Document passage below:

Launched in 1992, Discovery Health is South Africa’s leading manager of medical schemes. The company now provides managed care services to over 3.2 million beneficiaries and has a 38% market share in the overall medical scheme market in South Africa. With headquarters in Johannesburg, South Africa, Discovery has expanded its operations globally and currently impacts 6.9 million lives in 16 countries and has close to 12,000 employees worldwide. In its primary markets of South Africa and the UK, Discovery owns and operates the financial service provider or insurer.
Discovery Health has large in-house development team. Almost every project built is underpinned by open source technology. Today, Sonatype Lifecycle provides visibility into open source components with known vulnerabilities and license risks early and everywhere across the company's global application stack. Sonatype's solutions also track and govern the use of open source components across their development lifecycle. Utilizing the automated reporting provided by Sonatype's IQ Server, the operations team understands the current state of component governance across their entire application portfolio.

End of Document passage.
Information provided below:

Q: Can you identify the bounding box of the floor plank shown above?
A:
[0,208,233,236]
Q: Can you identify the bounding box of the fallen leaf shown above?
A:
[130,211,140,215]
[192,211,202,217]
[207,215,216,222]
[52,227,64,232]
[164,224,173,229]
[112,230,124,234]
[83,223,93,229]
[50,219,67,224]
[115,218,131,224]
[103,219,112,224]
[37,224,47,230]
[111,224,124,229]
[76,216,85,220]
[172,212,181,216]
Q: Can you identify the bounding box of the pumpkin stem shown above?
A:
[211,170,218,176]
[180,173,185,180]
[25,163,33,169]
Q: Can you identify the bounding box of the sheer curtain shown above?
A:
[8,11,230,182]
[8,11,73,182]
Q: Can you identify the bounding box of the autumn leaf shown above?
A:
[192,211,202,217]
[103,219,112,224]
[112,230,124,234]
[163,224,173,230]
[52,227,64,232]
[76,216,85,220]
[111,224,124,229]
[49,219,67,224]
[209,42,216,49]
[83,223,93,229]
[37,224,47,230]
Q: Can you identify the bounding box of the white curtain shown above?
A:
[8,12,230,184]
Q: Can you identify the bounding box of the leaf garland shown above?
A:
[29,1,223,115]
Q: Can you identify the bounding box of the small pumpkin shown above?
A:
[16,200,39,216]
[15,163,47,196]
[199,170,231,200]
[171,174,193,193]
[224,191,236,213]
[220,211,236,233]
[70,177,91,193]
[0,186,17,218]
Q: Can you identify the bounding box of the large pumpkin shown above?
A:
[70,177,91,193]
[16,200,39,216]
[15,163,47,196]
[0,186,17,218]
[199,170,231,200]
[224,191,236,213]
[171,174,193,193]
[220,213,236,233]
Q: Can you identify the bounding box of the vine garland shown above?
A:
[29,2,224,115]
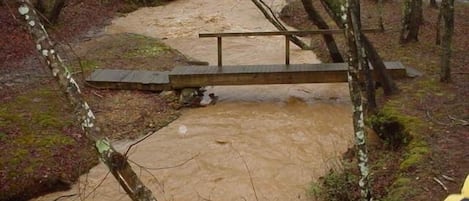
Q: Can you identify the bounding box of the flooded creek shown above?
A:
[36,0,353,201]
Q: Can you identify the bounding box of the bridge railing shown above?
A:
[199,29,382,67]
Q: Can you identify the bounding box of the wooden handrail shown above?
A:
[199,28,382,38]
[199,29,383,66]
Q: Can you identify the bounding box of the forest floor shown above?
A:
[281,0,469,201]
[0,0,187,200]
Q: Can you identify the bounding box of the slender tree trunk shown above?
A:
[342,0,372,201]
[362,34,399,96]
[440,0,454,82]
[435,8,444,45]
[320,0,399,96]
[301,0,344,63]
[399,0,423,43]
[18,0,156,201]
[252,0,311,50]
[47,0,66,24]
[377,0,384,31]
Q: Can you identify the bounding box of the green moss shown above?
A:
[306,164,359,201]
[0,87,75,177]
[367,102,421,149]
[124,34,171,58]
[124,44,170,58]
[383,177,417,201]
[80,59,101,73]
[399,140,430,171]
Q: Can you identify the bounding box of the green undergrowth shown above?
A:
[306,162,360,201]
[0,86,96,200]
[72,33,176,76]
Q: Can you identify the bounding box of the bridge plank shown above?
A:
[86,69,171,91]
[169,62,406,88]
[86,62,406,91]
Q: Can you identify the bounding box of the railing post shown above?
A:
[285,34,291,65]
[217,36,223,68]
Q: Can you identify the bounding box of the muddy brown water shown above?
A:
[36,0,353,201]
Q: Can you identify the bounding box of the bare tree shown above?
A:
[18,0,156,201]
[251,0,310,50]
[440,0,454,82]
[301,0,344,63]
[399,0,423,43]
[320,0,399,97]
[342,0,372,201]
[35,0,66,24]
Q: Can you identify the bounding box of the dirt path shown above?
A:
[36,0,352,201]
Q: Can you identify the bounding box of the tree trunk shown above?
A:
[440,0,454,82]
[435,8,444,45]
[342,0,372,201]
[399,0,423,43]
[252,0,311,50]
[378,0,384,32]
[34,0,67,24]
[301,0,344,63]
[47,0,66,24]
[430,0,438,9]
[362,33,399,96]
[18,0,156,201]
[321,0,399,96]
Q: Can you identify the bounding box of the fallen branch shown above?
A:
[448,115,469,126]
[230,143,259,201]
[433,177,448,192]
[128,153,200,170]
[54,193,77,201]
[91,91,104,98]
[425,110,448,126]
[124,132,156,157]
[441,175,456,182]
[83,171,111,200]
[17,0,156,201]
[252,0,311,50]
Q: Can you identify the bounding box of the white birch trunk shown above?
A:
[18,0,156,201]
[342,0,373,201]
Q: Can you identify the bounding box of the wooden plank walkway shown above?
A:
[86,69,171,91]
[169,62,406,89]
[86,62,407,91]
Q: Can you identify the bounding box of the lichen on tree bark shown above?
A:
[17,0,156,201]
[341,0,372,201]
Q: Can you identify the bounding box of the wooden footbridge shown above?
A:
[86,30,407,91]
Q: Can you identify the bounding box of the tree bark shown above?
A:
[440,0,454,83]
[34,0,67,24]
[362,33,399,96]
[399,0,423,43]
[18,0,156,201]
[47,0,66,24]
[301,0,344,63]
[430,0,438,9]
[252,0,311,50]
[342,0,372,201]
[320,0,399,96]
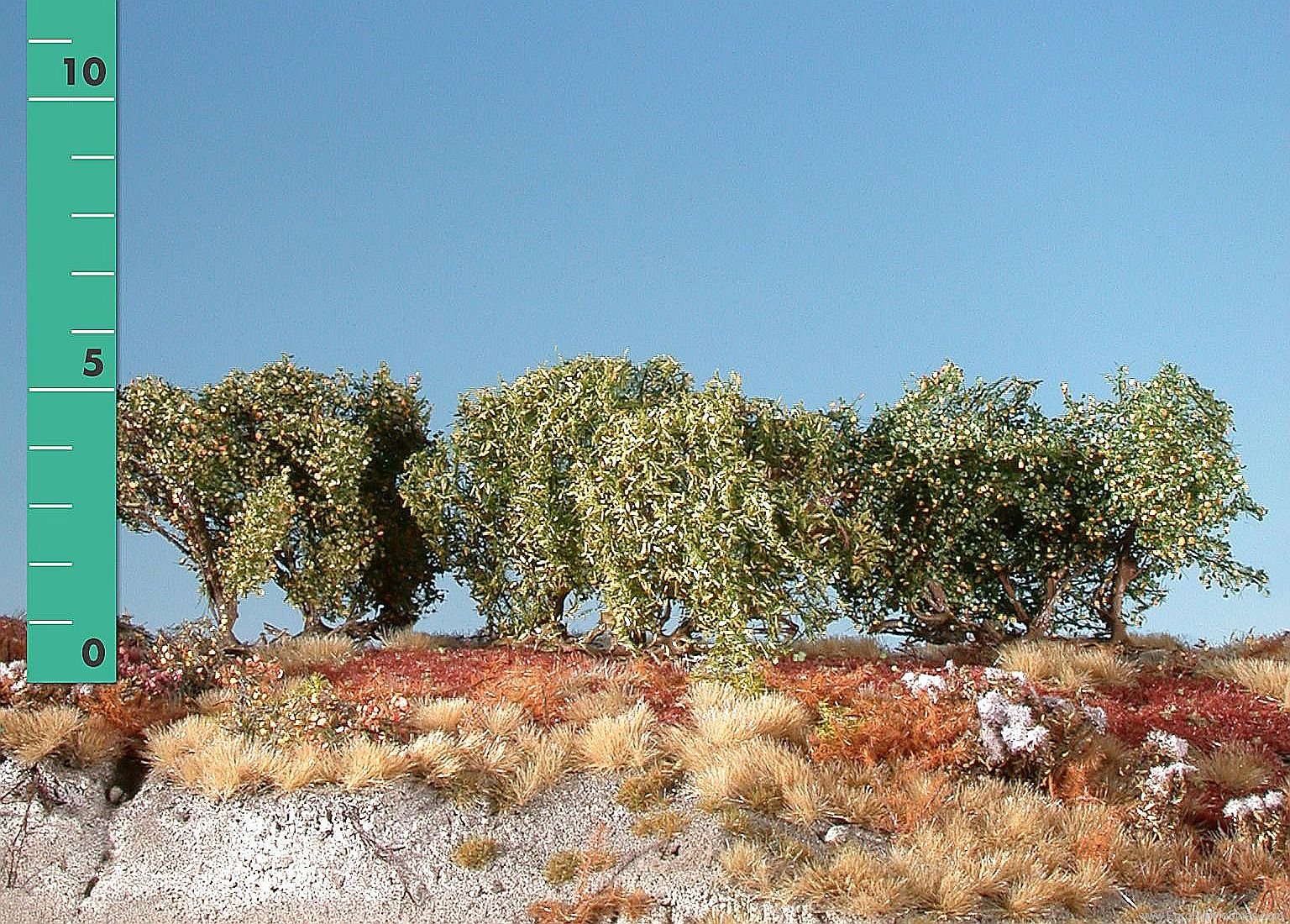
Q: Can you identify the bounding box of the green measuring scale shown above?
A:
[27,0,118,683]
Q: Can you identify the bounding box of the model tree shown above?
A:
[404,356,690,636]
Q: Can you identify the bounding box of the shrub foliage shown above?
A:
[118,356,1266,675]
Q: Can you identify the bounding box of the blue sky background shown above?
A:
[0,0,1290,638]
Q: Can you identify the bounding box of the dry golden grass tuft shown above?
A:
[694,911,753,924]
[1192,741,1277,794]
[503,727,577,806]
[143,715,221,780]
[0,706,125,767]
[560,683,640,725]
[1201,659,1290,710]
[999,640,1136,690]
[407,732,465,785]
[689,683,814,763]
[334,738,413,790]
[689,738,813,814]
[66,715,127,767]
[407,697,472,732]
[577,703,658,770]
[173,733,275,801]
[454,732,525,789]
[258,633,360,674]
[717,840,778,895]
[453,837,502,869]
[265,742,339,792]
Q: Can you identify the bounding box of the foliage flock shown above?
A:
[118,356,1266,676]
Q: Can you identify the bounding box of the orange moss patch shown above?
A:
[318,648,688,725]
[1085,671,1290,758]
[0,616,27,664]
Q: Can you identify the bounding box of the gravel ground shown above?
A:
[0,761,1272,924]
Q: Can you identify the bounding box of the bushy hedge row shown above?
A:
[118,356,1266,669]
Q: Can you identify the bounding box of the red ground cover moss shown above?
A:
[318,648,686,724]
[1085,671,1290,758]
[0,616,27,664]
[763,659,926,708]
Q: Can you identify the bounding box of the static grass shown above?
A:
[453,837,502,869]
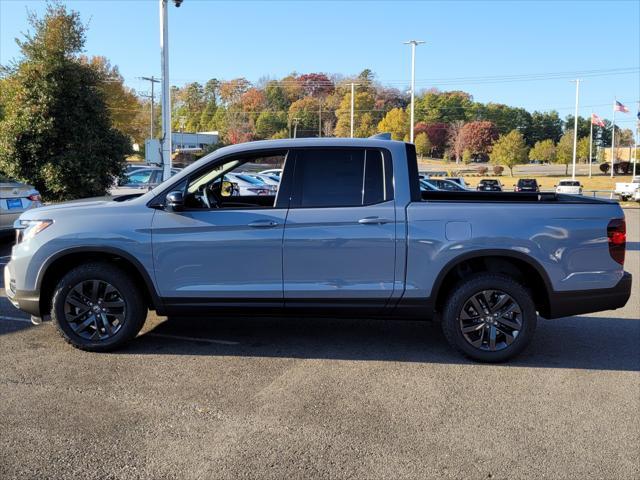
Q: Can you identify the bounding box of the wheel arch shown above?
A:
[36,246,162,312]
[431,249,553,317]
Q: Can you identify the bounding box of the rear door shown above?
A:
[283,148,396,311]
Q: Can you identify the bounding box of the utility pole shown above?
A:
[404,40,425,143]
[158,0,183,180]
[180,115,187,148]
[589,110,593,178]
[140,75,160,138]
[611,97,618,178]
[351,82,356,138]
[293,118,300,138]
[571,78,580,180]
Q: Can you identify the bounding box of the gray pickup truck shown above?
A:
[4,138,631,362]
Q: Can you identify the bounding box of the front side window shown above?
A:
[294,148,393,208]
[185,152,286,209]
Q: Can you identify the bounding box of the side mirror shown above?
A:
[220,180,233,197]
[165,191,184,212]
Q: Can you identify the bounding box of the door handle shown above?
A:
[249,220,278,228]
[358,217,391,225]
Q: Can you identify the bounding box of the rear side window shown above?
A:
[292,148,393,208]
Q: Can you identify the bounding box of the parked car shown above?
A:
[225,173,278,196]
[514,178,540,192]
[476,178,502,192]
[0,175,42,234]
[614,175,640,200]
[109,167,181,196]
[4,138,631,362]
[420,178,440,192]
[425,177,467,192]
[245,172,280,190]
[554,179,582,195]
[258,168,282,176]
[444,177,469,190]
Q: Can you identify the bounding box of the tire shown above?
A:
[51,262,147,352]
[442,273,538,363]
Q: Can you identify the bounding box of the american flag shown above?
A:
[613,100,629,113]
[591,113,604,127]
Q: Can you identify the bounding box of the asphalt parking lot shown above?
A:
[0,209,640,479]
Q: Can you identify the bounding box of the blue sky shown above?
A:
[0,0,640,127]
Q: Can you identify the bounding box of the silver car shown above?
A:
[0,175,42,233]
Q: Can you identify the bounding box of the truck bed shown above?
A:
[421,191,613,204]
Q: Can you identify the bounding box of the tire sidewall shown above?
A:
[51,264,146,352]
[442,274,538,362]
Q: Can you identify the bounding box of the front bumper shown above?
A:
[543,272,632,318]
[4,265,41,317]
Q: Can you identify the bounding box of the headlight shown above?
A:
[16,220,53,241]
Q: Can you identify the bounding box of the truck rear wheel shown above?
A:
[51,263,147,352]
[442,273,538,362]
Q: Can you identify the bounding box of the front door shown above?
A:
[152,150,287,307]
[283,148,396,311]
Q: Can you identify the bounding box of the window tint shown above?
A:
[295,149,393,207]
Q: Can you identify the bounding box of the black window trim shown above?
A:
[283,145,395,209]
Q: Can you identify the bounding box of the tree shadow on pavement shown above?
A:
[126,316,640,371]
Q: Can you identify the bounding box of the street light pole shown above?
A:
[571,78,580,180]
[141,75,160,138]
[404,40,424,143]
[351,82,356,138]
[159,0,171,180]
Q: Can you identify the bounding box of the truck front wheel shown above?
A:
[442,273,538,362]
[51,262,147,352]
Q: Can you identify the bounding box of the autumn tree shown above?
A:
[460,121,498,157]
[414,132,431,160]
[335,90,375,137]
[80,56,150,143]
[447,120,465,163]
[413,122,449,156]
[527,110,563,145]
[529,139,556,163]
[289,97,319,137]
[378,108,409,140]
[416,90,473,123]
[0,3,131,200]
[556,130,573,175]
[491,130,529,177]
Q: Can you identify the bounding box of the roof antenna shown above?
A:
[369,132,391,140]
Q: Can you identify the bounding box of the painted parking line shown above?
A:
[142,333,240,345]
[0,315,31,323]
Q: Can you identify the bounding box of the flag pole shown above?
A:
[589,112,593,178]
[633,102,640,177]
[611,97,618,178]
[571,78,580,180]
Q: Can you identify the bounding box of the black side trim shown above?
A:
[162,297,392,317]
[36,245,162,314]
[405,143,422,202]
[431,248,553,310]
[544,272,632,318]
[7,290,42,317]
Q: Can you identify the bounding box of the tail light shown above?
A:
[607,218,627,265]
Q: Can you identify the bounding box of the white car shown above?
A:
[614,175,640,200]
[0,175,42,234]
[224,173,277,197]
[243,172,280,188]
[555,179,582,195]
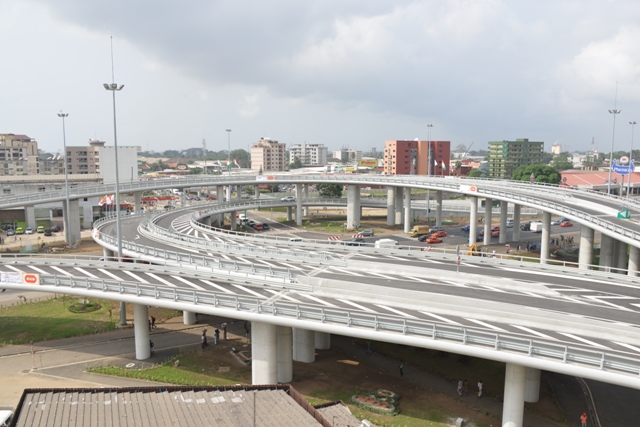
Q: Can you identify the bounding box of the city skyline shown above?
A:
[0,0,640,153]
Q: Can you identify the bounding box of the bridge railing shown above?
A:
[35,275,640,376]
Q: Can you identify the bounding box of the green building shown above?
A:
[489,138,544,179]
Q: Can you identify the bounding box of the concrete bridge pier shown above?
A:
[347,184,361,230]
[293,328,316,363]
[498,200,509,244]
[578,225,596,270]
[276,326,293,383]
[251,321,278,385]
[469,196,478,246]
[512,205,521,242]
[436,190,442,227]
[540,212,551,264]
[387,187,396,225]
[404,187,411,233]
[482,197,493,246]
[182,311,196,325]
[133,304,151,360]
[315,332,331,350]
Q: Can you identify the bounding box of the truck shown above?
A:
[409,225,431,237]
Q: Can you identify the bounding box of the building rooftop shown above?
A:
[14,384,331,427]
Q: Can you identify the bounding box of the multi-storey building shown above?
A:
[251,138,287,172]
[384,140,451,176]
[489,138,544,179]
[289,142,328,166]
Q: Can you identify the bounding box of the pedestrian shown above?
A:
[580,412,587,427]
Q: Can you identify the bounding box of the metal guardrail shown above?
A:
[28,275,640,376]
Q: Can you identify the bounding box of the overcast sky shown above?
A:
[0,0,640,152]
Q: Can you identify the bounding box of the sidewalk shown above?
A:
[331,335,564,427]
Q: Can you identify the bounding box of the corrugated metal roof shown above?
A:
[15,385,330,427]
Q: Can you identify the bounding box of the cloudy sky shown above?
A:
[0,0,640,152]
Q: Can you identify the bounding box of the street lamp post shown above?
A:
[627,120,638,199]
[103,83,124,262]
[607,108,622,194]
[58,111,72,246]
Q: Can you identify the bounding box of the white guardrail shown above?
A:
[6,275,640,377]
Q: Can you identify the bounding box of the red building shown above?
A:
[384,140,451,176]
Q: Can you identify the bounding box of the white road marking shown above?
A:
[200,279,235,295]
[374,304,418,319]
[145,273,177,288]
[418,311,462,326]
[560,332,611,350]
[465,318,507,332]
[338,299,376,313]
[511,325,557,341]
[171,276,205,291]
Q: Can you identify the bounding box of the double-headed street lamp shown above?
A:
[627,120,638,199]
[103,83,124,262]
[58,111,72,246]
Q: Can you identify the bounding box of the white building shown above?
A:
[289,142,328,166]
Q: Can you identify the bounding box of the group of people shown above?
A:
[457,378,484,397]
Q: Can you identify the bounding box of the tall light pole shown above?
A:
[58,111,72,246]
[627,120,638,199]
[103,83,124,262]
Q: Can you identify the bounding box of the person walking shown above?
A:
[580,412,587,427]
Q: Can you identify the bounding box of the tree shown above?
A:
[316,184,342,198]
[511,165,562,184]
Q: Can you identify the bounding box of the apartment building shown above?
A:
[384,140,451,176]
[251,138,287,172]
[289,142,328,166]
[489,138,544,179]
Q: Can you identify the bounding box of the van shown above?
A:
[408,225,431,241]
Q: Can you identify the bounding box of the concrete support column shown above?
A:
[540,212,551,264]
[133,304,151,360]
[482,197,493,246]
[498,200,509,243]
[502,363,526,427]
[404,187,411,233]
[387,187,396,225]
[395,187,404,225]
[524,368,540,403]
[182,311,196,325]
[296,184,302,225]
[578,224,595,270]
[347,184,360,230]
[600,234,614,271]
[512,205,522,242]
[436,190,442,227]
[315,332,331,350]
[133,191,142,212]
[469,196,478,246]
[276,326,293,383]
[632,247,640,276]
[251,322,278,385]
[293,328,316,363]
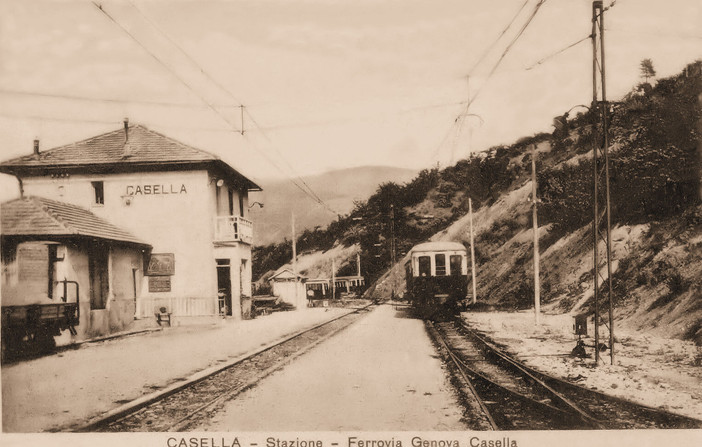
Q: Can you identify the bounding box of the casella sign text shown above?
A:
[127,183,188,196]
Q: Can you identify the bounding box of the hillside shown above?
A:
[250,166,417,245]
[256,62,702,344]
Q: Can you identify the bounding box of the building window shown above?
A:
[449,255,463,276]
[417,256,431,276]
[88,245,110,309]
[434,253,446,276]
[90,182,105,205]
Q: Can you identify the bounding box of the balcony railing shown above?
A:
[214,216,253,244]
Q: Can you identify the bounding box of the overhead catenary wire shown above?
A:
[92,1,331,214]
[92,1,245,132]
[432,0,546,165]
[121,0,338,214]
[468,0,529,76]
[466,0,546,111]
[129,0,243,105]
[525,34,592,70]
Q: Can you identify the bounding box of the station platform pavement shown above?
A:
[1,308,352,433]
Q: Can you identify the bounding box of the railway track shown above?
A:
[72,304,372,432]
[427,321,702,430]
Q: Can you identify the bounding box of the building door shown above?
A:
[88,244,110,310]
[217,259,232,315]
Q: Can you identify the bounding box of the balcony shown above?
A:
[214,216,253,245]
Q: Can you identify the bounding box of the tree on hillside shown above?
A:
[639,59,656,84]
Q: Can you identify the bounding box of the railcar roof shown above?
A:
[411,241,466,253]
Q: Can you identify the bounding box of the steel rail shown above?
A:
[460,321,702,428]
[427,320,500,430]
[73,303,374,432]
[428,322,602,430]
[459,321,603,428]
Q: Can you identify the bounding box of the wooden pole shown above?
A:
[292,211,298,306]
[468,197,478,304]
[332,259,336,299]
[590,1,602,365]
[531,144,541,325]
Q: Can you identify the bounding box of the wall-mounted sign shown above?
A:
[126,183,188,196]
[145,253,175,276]
[149,276,171,292]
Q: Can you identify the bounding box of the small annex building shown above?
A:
[0,120,261,334]
[0,196,151,339]
[268,269,307,309]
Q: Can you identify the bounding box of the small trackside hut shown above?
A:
[405,242,468,320]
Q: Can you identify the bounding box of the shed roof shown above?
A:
[411,241,466,253]
[0,196,150,247]
[269,269,307,281]
[0,124,261,190]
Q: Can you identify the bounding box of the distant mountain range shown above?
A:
[249,166,417,245]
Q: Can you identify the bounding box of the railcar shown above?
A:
[405,242,468,320]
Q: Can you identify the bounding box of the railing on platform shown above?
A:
[137,297,218,318]
[214,216,253,244]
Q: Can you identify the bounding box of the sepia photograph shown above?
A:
[0,0,702,447]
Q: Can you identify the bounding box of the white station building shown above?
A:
[0,120,261,332]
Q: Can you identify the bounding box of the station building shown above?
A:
[0,120,261,334]
[0,196,151,343]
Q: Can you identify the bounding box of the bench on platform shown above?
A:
[154,307,171,327]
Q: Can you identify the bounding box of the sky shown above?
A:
[0,0,702,206]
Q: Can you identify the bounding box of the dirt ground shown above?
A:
[2,308,348,432]
[463,310,702,419]
[195,306,467,431]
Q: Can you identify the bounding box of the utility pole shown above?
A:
[390,204,395,268]
[292,211,298,306]
[332,258,336,299]
[468,197,478,305]
[531,144,541,325]
[590,1,614,364]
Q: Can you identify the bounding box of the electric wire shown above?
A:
[0,89,239,109]
[123,0,338,214]
[129,0,243,105]
[468,0,529,76]
[525,34,592,70]
[434,0,546,166]
[92,1,245,132]
[92,1,331,214]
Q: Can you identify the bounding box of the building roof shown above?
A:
[268,269,307,281]
[0,124,261,190]
[411,241,466,253]
[0,196,150,247]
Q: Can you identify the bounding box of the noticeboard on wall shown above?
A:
[145,253,175,276]
[149,276,171,292]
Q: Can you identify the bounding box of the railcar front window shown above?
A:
[435,253,446,276]
[418,256,431,276]
[449,255,463,276]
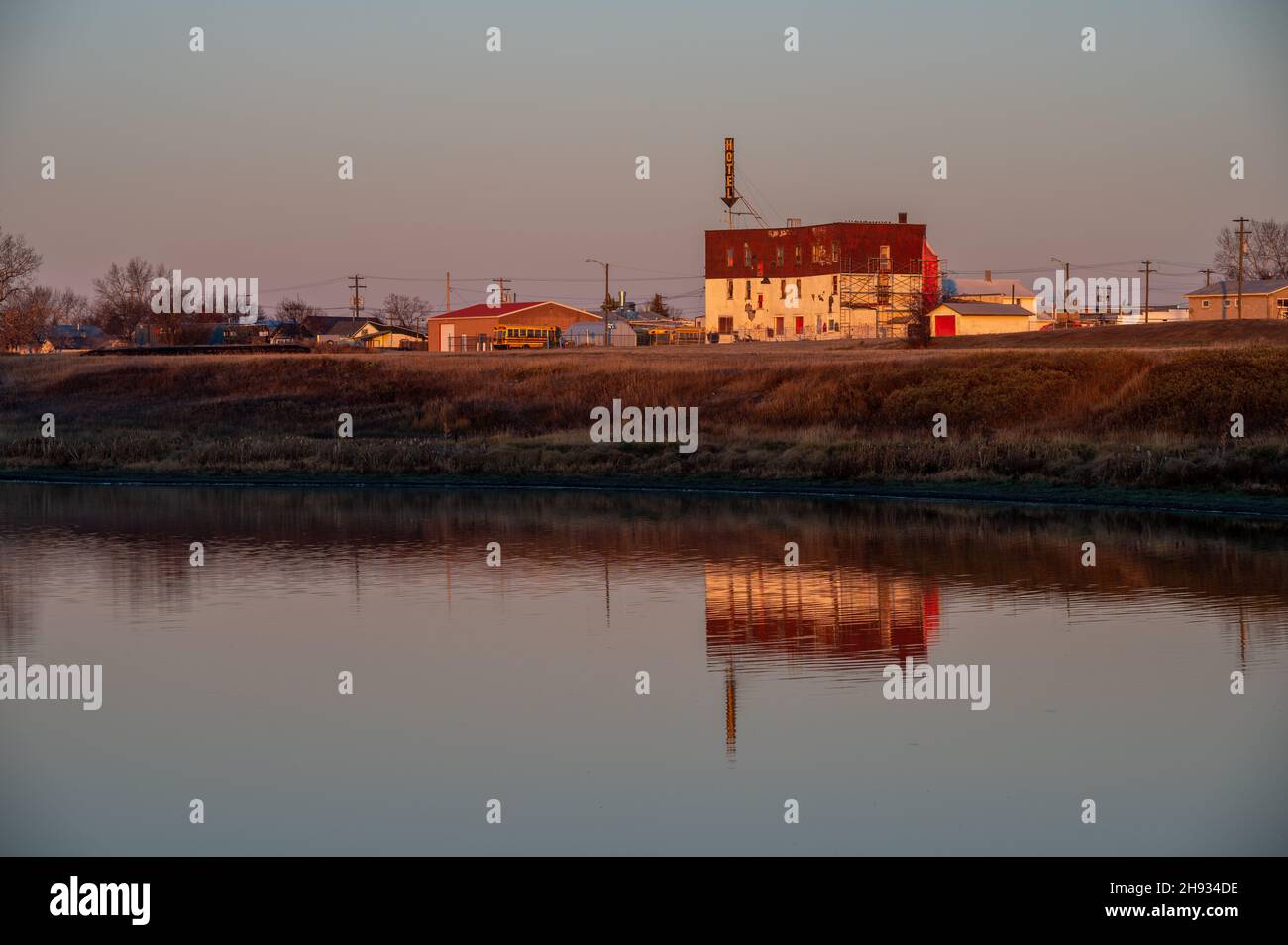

End of Information provided.

- **Problem**: Write out the whole Discovery Health passage at the top, word for word.

- **Exercise answer**:
Launched in 1992, Discovery Health is South Africa’s leading manager of medical schemes. The company now provides managed care services to over 3.2 million beneficiaries and has a 38% market share in the overall medical scheme market in South Africa. With headquarters in Johannesburg, South Africa, Discovery has expanded its operations globally and currently impacts 6.9 million lives in 16 countries and has close to 12,000 employees worldwide. In its primary markets of South Africa and the UK, Discovery owns and operates the financial service provider or insurer.
Discovery Health has large in-house development team. Almost every project built is underpinned by open source technology. Today, Sonatype Lifecycle provides visibility into open source components with known vulnerabilities and license risks early and everywhere across the company's global application stack. Sonatype's solutions also track and govern the use of open source components across their development lifecycle. Utilizing the automated reporting provided by Sonatype's IQ Server, the operations team understands the current state of component governance across their entire application portfolio.